- _Your objective_
Format the records below as a JSON list of strings, one string per line, with blank lines omitted. Leave the pictures out of your answer.

- _Point annotation data_
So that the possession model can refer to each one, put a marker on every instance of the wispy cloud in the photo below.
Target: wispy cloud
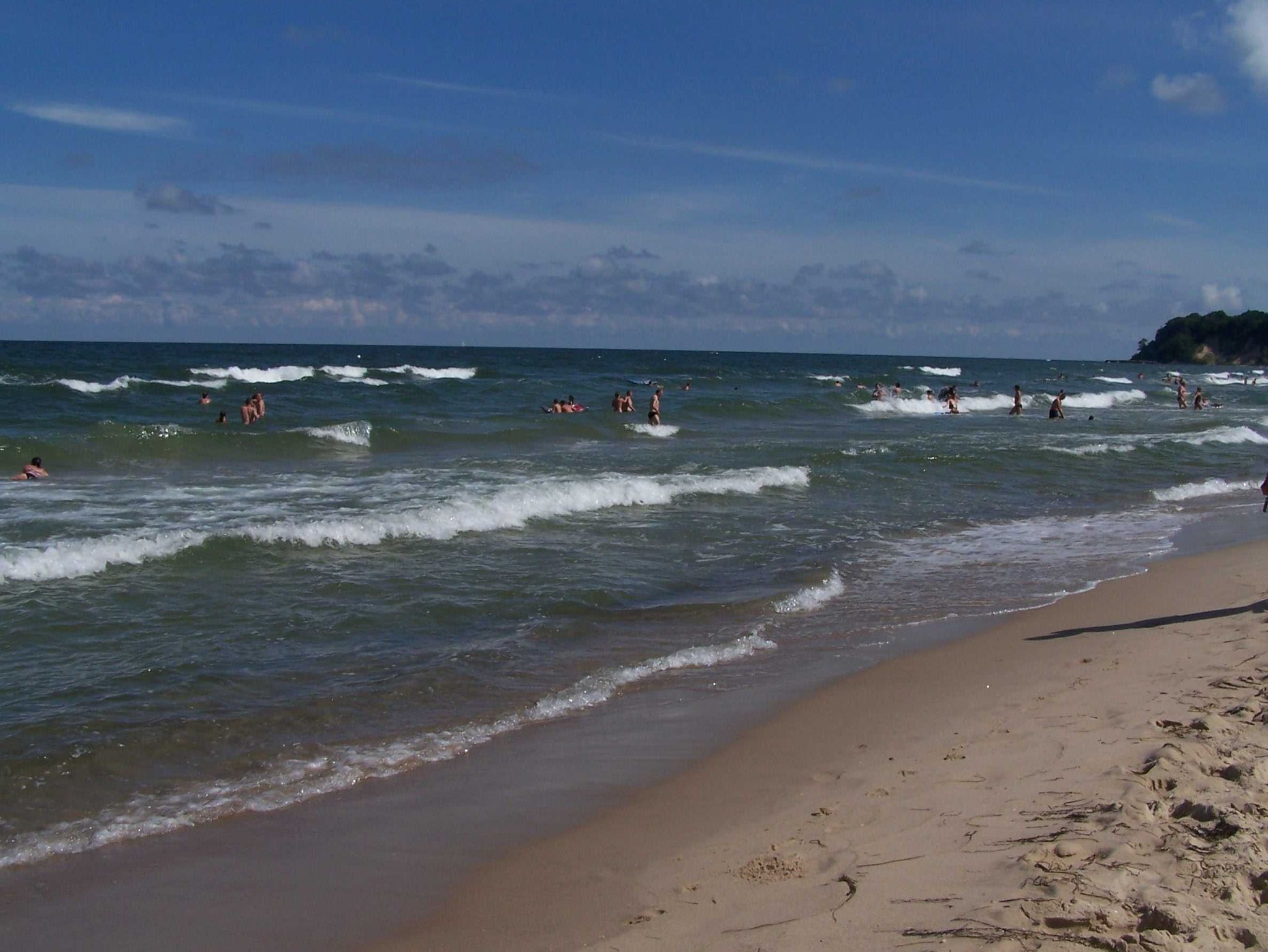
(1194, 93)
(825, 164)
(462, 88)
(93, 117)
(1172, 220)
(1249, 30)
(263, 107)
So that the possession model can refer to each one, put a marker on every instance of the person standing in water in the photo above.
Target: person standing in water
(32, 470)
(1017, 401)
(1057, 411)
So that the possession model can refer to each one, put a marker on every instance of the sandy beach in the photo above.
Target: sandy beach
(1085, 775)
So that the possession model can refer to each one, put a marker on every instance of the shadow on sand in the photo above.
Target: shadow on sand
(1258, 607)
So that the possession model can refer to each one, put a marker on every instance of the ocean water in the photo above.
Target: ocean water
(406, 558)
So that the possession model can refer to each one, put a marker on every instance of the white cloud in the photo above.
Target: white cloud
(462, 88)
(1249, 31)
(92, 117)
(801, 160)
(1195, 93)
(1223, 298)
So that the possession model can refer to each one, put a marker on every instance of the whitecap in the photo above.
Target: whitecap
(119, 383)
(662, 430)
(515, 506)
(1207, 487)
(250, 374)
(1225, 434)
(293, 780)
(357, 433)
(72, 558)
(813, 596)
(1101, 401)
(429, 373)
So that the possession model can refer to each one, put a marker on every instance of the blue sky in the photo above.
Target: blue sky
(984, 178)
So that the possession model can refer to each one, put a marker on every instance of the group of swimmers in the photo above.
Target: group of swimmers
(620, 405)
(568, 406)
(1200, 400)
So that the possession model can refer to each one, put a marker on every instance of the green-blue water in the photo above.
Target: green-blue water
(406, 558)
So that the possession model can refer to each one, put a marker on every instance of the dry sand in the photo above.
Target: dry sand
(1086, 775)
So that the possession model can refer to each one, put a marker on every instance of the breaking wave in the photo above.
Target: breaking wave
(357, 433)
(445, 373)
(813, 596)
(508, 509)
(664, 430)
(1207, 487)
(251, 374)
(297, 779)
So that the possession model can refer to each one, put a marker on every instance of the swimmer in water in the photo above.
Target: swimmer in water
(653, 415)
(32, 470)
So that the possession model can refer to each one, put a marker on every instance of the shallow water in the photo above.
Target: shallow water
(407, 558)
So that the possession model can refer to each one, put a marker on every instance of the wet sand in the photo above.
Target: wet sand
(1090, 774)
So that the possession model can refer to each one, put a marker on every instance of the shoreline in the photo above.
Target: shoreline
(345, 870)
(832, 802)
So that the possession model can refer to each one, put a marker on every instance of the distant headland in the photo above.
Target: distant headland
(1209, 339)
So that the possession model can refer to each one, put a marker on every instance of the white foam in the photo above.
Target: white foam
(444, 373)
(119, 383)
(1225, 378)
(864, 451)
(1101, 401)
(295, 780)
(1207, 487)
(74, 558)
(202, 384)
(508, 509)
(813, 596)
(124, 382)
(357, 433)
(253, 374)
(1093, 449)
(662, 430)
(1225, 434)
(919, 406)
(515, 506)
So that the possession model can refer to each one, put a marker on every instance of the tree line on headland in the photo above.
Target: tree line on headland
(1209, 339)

- _Result below_
[
  "So that the possession model can refer to each one, put a marker on every instance of the wispy cloud in the photo below.",
  "Target: wispy cloud",
  "(1194, 93)",
  "(825, 164)",
  "(462, 88)",
  "(93, 117)",
  "(1172, 220)",
  "(1249, 30)",
  "(263, 107)",
  "So that the possession model can refer to each one, put a marker on every instance of the person standing in water in the photo above.",
  "Target: person standing in water",
  "(32, 470)",
  "(1017, 401)",
  "(1057, 411)",
  "So that the possession model can refer to each one, put a marker on every instance of the sandy beach in the photo above.",
  "Target: sandy beach",
  "(1085, 775)",
  "So that the possession model can refer to each one, put a marker on every instance of the shadow on sand in the photo above.",
  "Target: shadow on sand",
  "(1258, 607)",
  "So that the possession model can refer to each one, put a marker on every instance of the ocean water in the photo above.",
  "Target: ocean water",
  "(406, 558)",
  "So that the possession model can refer to each one, put a marker on every instance of the white cloud in the photo above.",
  "Target: white cloud",
  "(462, 88)",
  "(1249, 31)",
  "(92, 117)",
  "(801, 160)",
  "(1195, 93)",
  "(1223, 298)",
  "So that the possession model can refer to each one, put a marker on every instance of the whitecap in the photo above.",
  "Target: whitecap",
  "(119, 383)",
  "(662, 430)",
  "(515, 506)",
  "(1207, 487)",
  "(250, 374)",
  "(1225, 434)",
  "(293, 780)",
  "(357, 433)",
  "(72, 558)",
  "(813, 596)",
  "(1101, 401)",
  "(429, 373)",
  "So that the possession model can refer to each one, put a marker on every instance of the blue sky in the photo above.",
  "Target: blue sky",
  "(984, 178)",
  "So that the possession model can refer to each one, put a marker on every instance of the group of swimmers in the photo above.",
  "Target: group of swimmers",
  "(620, 405)",
  "(568, 406)",
  "(1200, 400)",
  "So that the possession model can refer to each one, put a marker on every instance of the green-blue water in the photo above.",
  "Target: green-blue water",
  "(406, 558)",
  "So that the possession model can refer to each one, put a marker on every instance of the dry sand in the photo above.",
  "Target: dry sand",
  "(1086, 775)",
  "So that the possession model can refer to each one, put a marker on every instance of the breaking wave in the photo above.",
  "Target: breaking wave",
  "(357, 433)",
  "(445, 373)",
  "(813, 596)",
  "(508, 509)",
  "(664, 430)",
  "(1207, 487)",
  "(251, 374)",
  "(297, 779)",
  "So that the possession model can refer to each one, put a marker on every instance of the swimmer in water in the photo above.",
  "Target: swimmer in water",
  "(653, 415)",
  "(32, 470)",
  "So that the possession model can refer to each one, put a marker on every instance of the shallow water in the photo above.",
  "Target: shallow water",
  "(407, 558)",
  "So that the possession model can refer to each one, put a marker on every instance of the wet sand in the photo above.",
  "Target: wet sand",
  "(1090, 774)",
  "So that the possession model can refer to each one, put a marker on every instance of the shoreline in the photo above.",
  "Target: shoreline",
  "(345, 870)",
  "(832, 802)",
  "So that the possession model can refer to each one, put a marker on every instance of the distant headland in the photo above.",
  "Target: distant headland",
  "(1209, 339)",
  "So that the possession model can refer to each one, put a marker on every instance of the white foam in the photo above.",
  "Target: white foam",
  "(444, 373)",
  "(119, 383)",
  "(1225, 378)",
  "(864, 451)",
  "(1101, 401)",
  "(295, 780)",
  "(1207, 487)",
  "(74, 558)",
  "(202, 384)",
  "(508, 509)",
  "(813, 596)",
  "(124, 382)",
  "(357, 433)",
  "(253, 374)",
  "(1093, 449)",
  "(662, 430)",
  "(1225, 434)",
  "(919, 406)",
  "(515, 506)",
  "So that the possession model can refer to each one, put a marker on every instance of the tree line on headland in the photo above.",
  "Target: tree line on headland",
  "(1209, 339)"
]